Retorne sem qualquer alteração as linhas que vão do início dos dados até a linha que contém "484 110 L 484", com as duas extremidades incluídas. Omita as imagens na resposta.

= = =

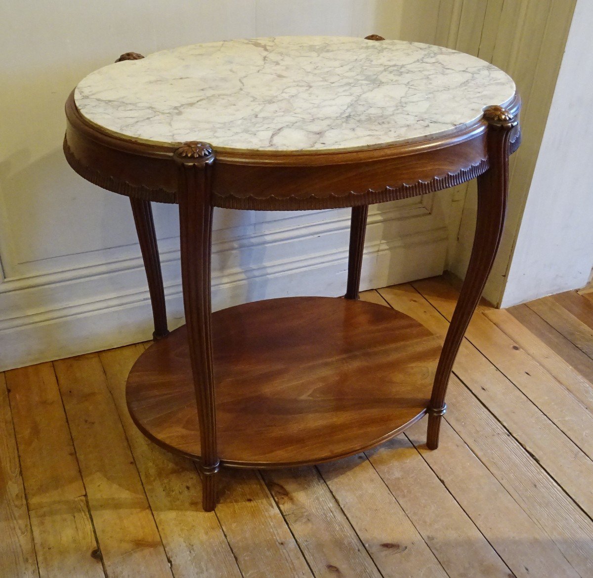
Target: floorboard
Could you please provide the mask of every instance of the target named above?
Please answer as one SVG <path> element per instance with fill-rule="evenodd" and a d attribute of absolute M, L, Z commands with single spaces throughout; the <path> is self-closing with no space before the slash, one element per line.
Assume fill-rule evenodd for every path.
<path fill-rule="evenodd" d="M 361 298 L 444 339 L 454 285 Z M 223 469 L 213 512 L 127 413 L 145 344 L 0 374 L 0 576 L 593 578 L 591 295 L 480 305 L 437 451 L 423 420 L 335 462 Z"/>

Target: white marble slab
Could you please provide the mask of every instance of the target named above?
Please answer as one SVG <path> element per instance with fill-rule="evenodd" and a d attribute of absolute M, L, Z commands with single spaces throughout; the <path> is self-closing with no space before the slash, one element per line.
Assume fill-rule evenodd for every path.
<path fill-rule="evenodd" d="M 439 46 L 282 37 L 111 64 L 84 78 L 75 98 L 91 122 L 135 140 L 326 151 L 446 135 L 515 90 L 495 66 Z"/>

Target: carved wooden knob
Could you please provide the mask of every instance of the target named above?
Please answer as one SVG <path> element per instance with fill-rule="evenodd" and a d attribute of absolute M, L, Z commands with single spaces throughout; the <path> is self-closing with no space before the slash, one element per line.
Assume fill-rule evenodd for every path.
<path fill-rule="evenodd" d="M 182 158 L 205 158 L 212 154 L 212 147 L 207 142 L 190 140 L 183 143 L 175 154 Z"/>
<path fill-rule="evenodd" d="M 116 60 L 116 62 L 122 62 L 123 60 L 139 60 L 141 58 L 144 58 L 141 54 L 138 54 L 138 52 L 125 52 Z"/>
<path fill-rule="evenodd" d="M 484 110 L 484 120 L 493 126 L 511 129 L 517 121 L 511 113 L 502 106 L 489 106 Z"/>

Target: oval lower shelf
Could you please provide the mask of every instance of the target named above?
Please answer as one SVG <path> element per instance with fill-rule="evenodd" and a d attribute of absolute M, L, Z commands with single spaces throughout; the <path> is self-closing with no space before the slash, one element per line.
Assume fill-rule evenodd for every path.
<path fill-rule="evenodd" d="M 295 297 L 212 315 L 222 464 L 279 467 L 350 455 L 426 413 L 442 344 L 411 317 L 364 301 Z M 185 327 L 128 376 L 130 413 L 170 451 L 200 455 Z"/>

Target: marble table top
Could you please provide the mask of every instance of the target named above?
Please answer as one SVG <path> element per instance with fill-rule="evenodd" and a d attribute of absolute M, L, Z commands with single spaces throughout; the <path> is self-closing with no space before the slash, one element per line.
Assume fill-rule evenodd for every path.
<path fill-rule="evenodd" d="M 495 66 L 398 40 L 280 37 L 163 50 L 76 87 L 81 113 L 143 142 L 215 149 L 346 151 L 455 132 L 515 94 Z"/>

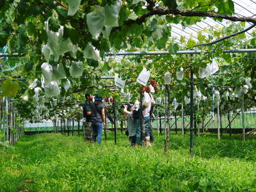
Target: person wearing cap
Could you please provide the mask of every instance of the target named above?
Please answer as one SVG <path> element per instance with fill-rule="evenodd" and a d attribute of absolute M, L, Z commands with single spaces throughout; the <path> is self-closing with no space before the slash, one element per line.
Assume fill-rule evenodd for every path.
<path fill-rule="evenodd" d="M 129 109 L 131 108 L 131 109 Z M 134 146 L 136 143 L 136 131 L 138 120 L 132 118 L 133 106 L 129 108 L 125 105 L 124 108 L 124 119 L 127 120 L 127 129 L 131 145 Z"/>
<path fill-rule="evenodd" d="M 96 94 L 94 102 L 91 105 L 91 122 L 92 127 L 92 141 L 101 143 L 101 135 L 103 126 L 106 126 L 105 106 L 102 103 L 103 98 Z"/>
<path fill-rule="evenodd" d="M 85 121 L 83 122 L 83 131 L 84 141 L 92 140 L 92 122 L 91 122 L 91 101 L 92 100 L 93 96 L 90 93 L 85 93 L 85 102 L 83 106 L 83 116 L 85 118 Z"/>
<path fill-rule="evenodd" d="M 143 102 L 142 102 L 142 109 L 143 109 L 143 119 L 145 124 L 145 145 L 147 147 L 151 146 L 150 141 L 150 111 L 151 108 L 151 98 L 149 94 L 147 93 L 150 90 L 149 87 L 142 87 L 141 92 L 143 93 Z M 141 118 L 139 118 L 137 126 L 136 126 L 136 145 L 138 145 L 141 143 Z"/>

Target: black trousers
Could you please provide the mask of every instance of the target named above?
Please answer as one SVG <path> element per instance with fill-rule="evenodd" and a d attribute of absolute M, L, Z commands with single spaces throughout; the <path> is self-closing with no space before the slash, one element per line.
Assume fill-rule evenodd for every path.
<path fill-rule="evenodd" d="M 136 143 L 136 135 L 133 136 L 129 136 L 129 140 L 131 141 L 131 145 L 132 146 L 134 146 Z"/>

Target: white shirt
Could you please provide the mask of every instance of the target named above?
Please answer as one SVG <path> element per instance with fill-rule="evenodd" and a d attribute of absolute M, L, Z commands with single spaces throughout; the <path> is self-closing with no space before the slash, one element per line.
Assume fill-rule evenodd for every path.
<path fill-rule="evenodd" d="M 150 115 L 149 112 L 150 111 L 151 109 L 151 98 L 149 94 L 146 92 L 144 92 L 143 100 L 145 100 L 147 103 L 148 103 L 148 106 L 143 109 L 143 117 L 148 116 Z"/>

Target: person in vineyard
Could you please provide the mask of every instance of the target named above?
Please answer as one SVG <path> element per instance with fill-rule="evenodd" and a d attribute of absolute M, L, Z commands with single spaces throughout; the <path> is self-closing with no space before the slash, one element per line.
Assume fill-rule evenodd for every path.
<path fill-rule="evenodd" d="M 92 127 L 92 141 L 101 143 L 101 135 L 103 126 L 106 126 L 105 106 L 102 103 L 103 98 L 96 94 L 94 102 L 91 104 L 91 122 Z"/>
<path fill-rule="evenodd" d="M 132 111 L 133 106 L 129 108 L 127 106 L 124 105 L 124 119 L 127 120 L 129 139 L 131 141 L 131 145 L 134 146 L 136 143 L 136 131 L 138 119 L 132 118 Z"/>
<path fill-rule="evenodd" d="M 91 102 L 93 97 L 92 94 L 86 93 L 84 94 L 84 97 L 86 100 L 83 106 L 83 113 L 84 118 L 85 118 L 85 121 L 83 122 L 83 130 L 84 140 L 87 141 L 92 140 Z"/>
<path fill-rule="evenodd" d="M 142 115 L 145 125 L 145 143 L 146 147 L 151 146 L 150 141 L 150 111 L 151 108 L 151 98 L 148 92 L 150 90 L 149 87 L 143 86 L 141 88 L 142 94 Z M 136 125 L 136 146 L 140 145 L 141 143 L 141 118 L 139 118 L 137 125 Z"/>

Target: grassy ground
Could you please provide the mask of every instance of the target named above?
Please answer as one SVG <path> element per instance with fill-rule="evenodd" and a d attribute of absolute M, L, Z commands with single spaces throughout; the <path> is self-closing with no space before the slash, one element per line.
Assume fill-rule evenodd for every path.
<path fill-rule="evenodd" d="M 151 148 L 129 147 L 113 132 L 101 146 L 60 134 L 25 136 L 15 152 L 0 151 L 0 191 L 256 191 L 256 140 L 220 141 L 215 134 L 189 138 L 172 132 Z"/>

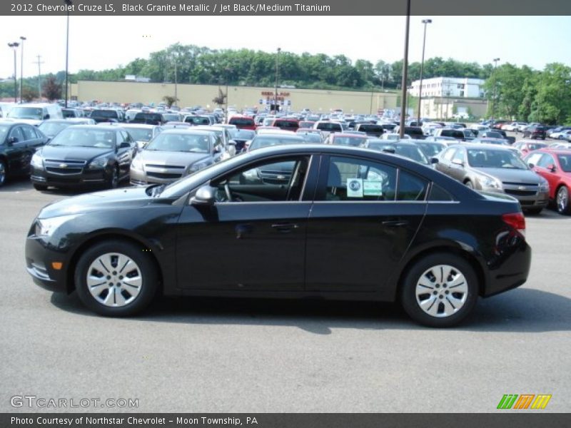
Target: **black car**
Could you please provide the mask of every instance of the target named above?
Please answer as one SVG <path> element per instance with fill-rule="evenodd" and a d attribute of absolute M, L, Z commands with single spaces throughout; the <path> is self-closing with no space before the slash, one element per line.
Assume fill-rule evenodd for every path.
<path fill-rule="evenodd" d="M 524 138 L 541 138 L 542 140 L 545 140 L 547 135 L 547 133 L 545 131 L 545 127 L 542 125 L 532 125 L 523 130 Z"/>
<path fill-rule="evenodd" d="M 259 175 L 274 170 L 286 183 Z M 283 145 L 169 185 L 47 205 L 28 233 L 26 263 L 37 284 L 75 290 L 103 315 L 138 312 L 160 291 L 399 300 L 416 321 L 447 327 L 478 296 L 526 281 L 525 229 L 515 199 L 409 160 Z"/>
<path fill-rule="evenodd" d="M 48 141 L 35 126 L 0 122 L 0 186 L 8 175 L 27 175 L 36 151 Z"/>
<path fill-rule="evenodd" d="M 49 186 L 116 188 L 128 178 L 136 149 L 136 142 L 119 126 L 69 126 L 34 156 L 31 181 L 38 190 Z"/>

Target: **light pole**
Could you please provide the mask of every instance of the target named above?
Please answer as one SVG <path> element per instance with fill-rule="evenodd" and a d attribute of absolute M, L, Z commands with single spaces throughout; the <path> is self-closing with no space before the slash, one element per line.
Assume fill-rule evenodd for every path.
<path fill-rule="evenodd" d="M 276 94 L 273 98 L 273 111 L 276 113 L 278 113 L 278 61 L 280 58 L 280 52 L 281 48 L 278 48 L 278 54 L 276 56 Z"/>
<path fill-rule="evenodd" d="M 400 123 L 399 138 L 405 138 L 405 121 L 406 119 L 406 81 L 408 77 L 408 26 L 410 24 L 410 0 L 406 2 L 406 27 L 405 29 L 405 57 L 403 58 L 403 81 L 401 83 Z"/>
<path fill-rule="evenodd" d="M 420 86 L 418 88 L 418 117 L 417 118 L 417 125 L 420 122 L 420 105 L 423 103 L 423 72 L 424 71 L 424 48 L 426 45 L 426 26 L 431 24 L 432 19 L 423 19 L 424 24 L 424 38 L 423 39 L 423 58 L 420 61 Z"/>
<path fill-rule="evenodd" d="M 20 40 L 22 41 L 22 50 L 20 51 L 20 103 L 24 102 L 24 99 L 22 98 L 22 82 L 24 82 L 24 41 L 26 40 L 26 37 L 24 36 L 20 36 Z"/>
<path fill-rule="evenodd" d="M 497 66 L 497 61 L 500 61 L 499 58 L 495 58 L 494 61 L 494 74 L 495 74 L 495 68 Z M 496 88 L 497 88 L 497 82 L 496 82 L 496 76 L 494 76 L 494 96 L 492 98 L 492 121 L 494 121 L 494 113 L 495 111 L 495 96 L 496 96 Z"/>
<path fill-rule="evenodd" d="M 74 5 L 71 0 L 64 0 L 64 3 L 67 6 L 66 10 L 67 11 L 67 25 L 66 29 L 66 99 L 65 106 L 67 108 L 67 90 L 68 90 L 68 79 L 69 78 L 69 9 Z"/>
<path fill-rule="evenodd" d="M 16 49 L 20 46 L 17 41 L 9 43 L 8 46 L 14 49 L 14 102 L 18 102 L 18 82 L 16 79 Z"/>

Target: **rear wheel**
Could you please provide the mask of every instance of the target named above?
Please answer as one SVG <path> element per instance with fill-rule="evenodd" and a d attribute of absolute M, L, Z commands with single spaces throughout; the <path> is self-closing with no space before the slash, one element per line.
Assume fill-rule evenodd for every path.
<path fill-rule="evenodd" d="M 557 190 L 555 198 L 555 204 L 560 214 L 569 214 L 569 189 L 566 186 L 562 185 Z"/>
<path fill-rule="evenodd" d="M 403 307 L 417 322 L 451 327 L 464 320 L 477 300 L 477 278 L 464 259 L 448 253 L 418 261 L 405 277 Z"/>
<path fill-rule="evenodd" d="M 6 163 L 4 160 L 0 159 L 0 187 L 6 181 Z"/>
<path fill-rule="evenodd" d="M 158 276 L 141 245 L 123 241 L 96 244 L 85 251 L 75 270 L 77 294 L 84 304 L 101 315 L 136 314 L 151 303 Z"/>

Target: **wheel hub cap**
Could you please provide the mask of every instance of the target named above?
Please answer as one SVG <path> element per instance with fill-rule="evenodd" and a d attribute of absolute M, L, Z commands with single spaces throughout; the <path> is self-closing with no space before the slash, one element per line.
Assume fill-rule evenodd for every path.
<path fill-rule="evenodd" d="M 457 268 L 438 265 L 427 269 L 416 284 L 418 306 L 432 317 L 450 317 L 460 310 L 468 298 L 466 278 Z"/>
<path fill-rule="evenodd" d="M 119 307 L 128 305 L 141 292 L 143 277 L 132 259 L 119 253 L 96 258 L 87 271 L 87 287 L 101 305 Z"/>

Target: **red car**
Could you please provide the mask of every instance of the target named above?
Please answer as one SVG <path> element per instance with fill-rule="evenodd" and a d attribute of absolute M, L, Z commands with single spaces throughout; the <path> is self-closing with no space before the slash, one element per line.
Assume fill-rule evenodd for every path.
<path fill-rule="evenodd" d="M 233 116 L 228 121 L 229 125 L 236 125 L 238 129 L 251 129 L 256 131 L 256 122 L 248 116 Z"/>
<path fill-rule="evenodd" d="M 542 148 L 528 154 L 525 163 L 549 182 L 549 198 L 561 214 L 571 213 L 571 151 Z"/>

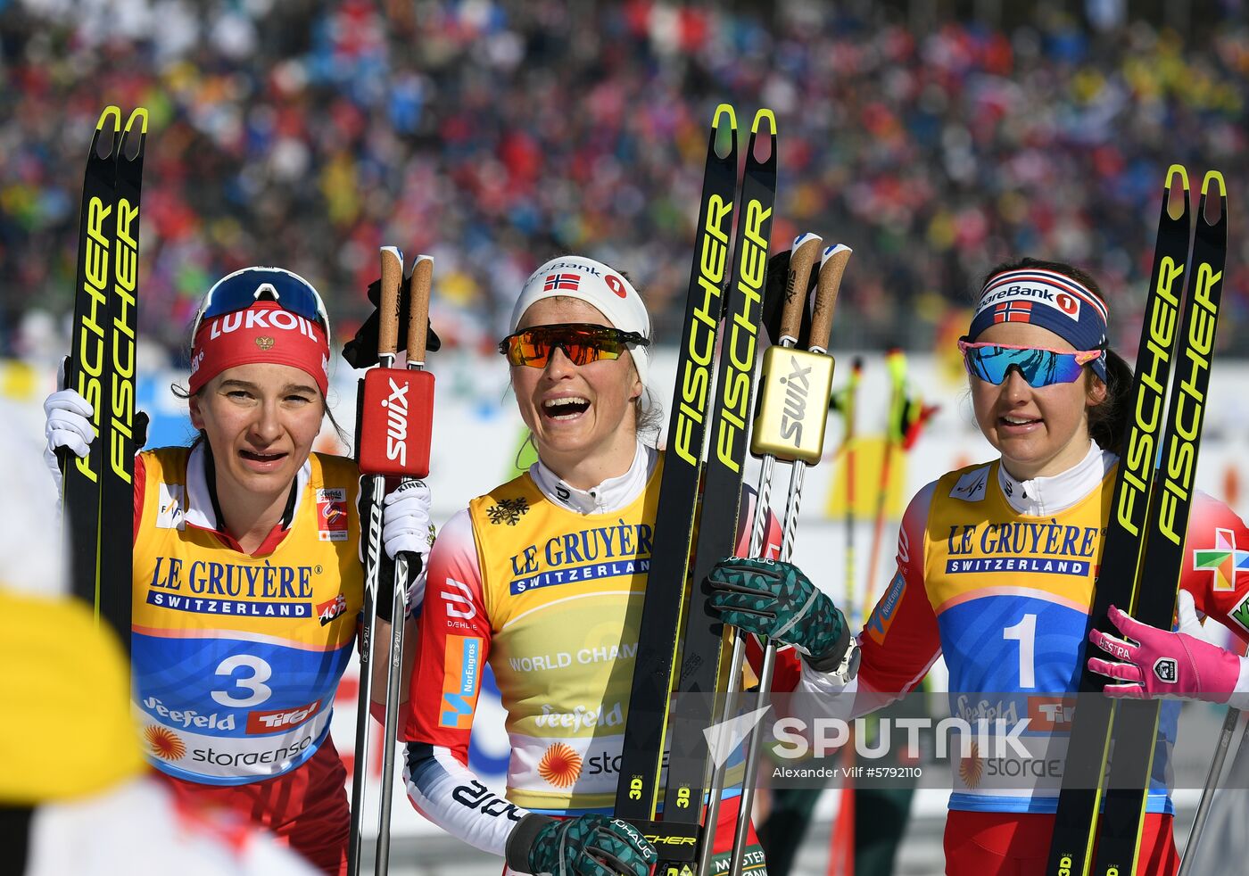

= = =

#### [TAREFA CONCLUÍDA]
Target: floorboard
Could you please provide the mask of every instance of the target named above?
Please answer as one SVG <path> element per instance with fill-rule="evenodd" and a d attribute of absolute M, L, Z commands with single spaces throughout; the <path> is self-closing with no space before the slash, one element per line.
Assume fill-rule evenodd for every path.
<path fill-rule="evenodd" d="M 361 298 L 444 339 L 454 285 Z M 223 469 L 213 512 L 127 413 L 145 344 L 0 374 L 0 576 L 593 578 L 591 295 L 480 305 L 437 451 L 423 420 L 335 462 Z"/>

Target: white marble slab
Could you please provide the mask of every instance of the target named above?
Please answer as one SVG <path> element per instance with fill-rule="evenodd" and a d attribute of absolute M, L, Z commands with single spaces throughout; the <path> is self-closing with no space before the slash, one element per line.
Assume fill-rule evenodd for every path.
<path fill-rule="evenodd" d="M 439 46 L 282 37 L 111 64 L 84 78 L 75 98 L 91 122 L 135 140 L 326 151 L 446 135 L 515 90 L 495 66 Z"/>

Target: carved wooden knob
Could you please provide the mask of every instance of the target named above?
Please answer as one SVG <path> element per instance with fill-rule="evenodd" and a d attribute of absolute M, L, Z commands with single spaces throughout; the <path> is self-closing with no space before the slash, one element per line.
Assume fill-rule evenodd for every path.
<path fill-rule="evenodd" d="M 182 158 L 205 158 L 212 154 L 212 147 L 207 142 L 190 140 L 183 143 L 175 154 Z"/>
<path fill-rule="evenodd" d="M 116 60 L 116 62 L 122 62 L 123 60 L 139 60 L 141 58 L 144 58 L 141 54 L 138 54 L 138 52 L 125 52 Z"/>
<path fill-rule="evenodd" d="M 484 110 L 484 120 L 493 126 L 511 129 L 517 121 L 511 113 L 502 106 L 489 106 Z"/>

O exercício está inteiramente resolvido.